Count every line in the data below where the word "above" appears, then state only that count.

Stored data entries
-- Opening Marker --

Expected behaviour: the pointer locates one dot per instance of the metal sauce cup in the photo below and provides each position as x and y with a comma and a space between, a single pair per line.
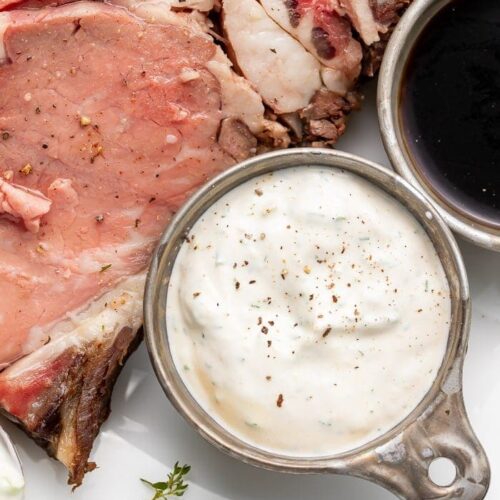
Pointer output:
437, 427
398, 50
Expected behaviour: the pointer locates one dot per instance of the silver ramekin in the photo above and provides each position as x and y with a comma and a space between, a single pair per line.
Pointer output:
396, 56
437, 427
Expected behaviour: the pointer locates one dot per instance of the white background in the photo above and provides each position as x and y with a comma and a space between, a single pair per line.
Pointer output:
144, 435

-- Closing Marker --

— SOLUTION TO THIS EXERCISE —
2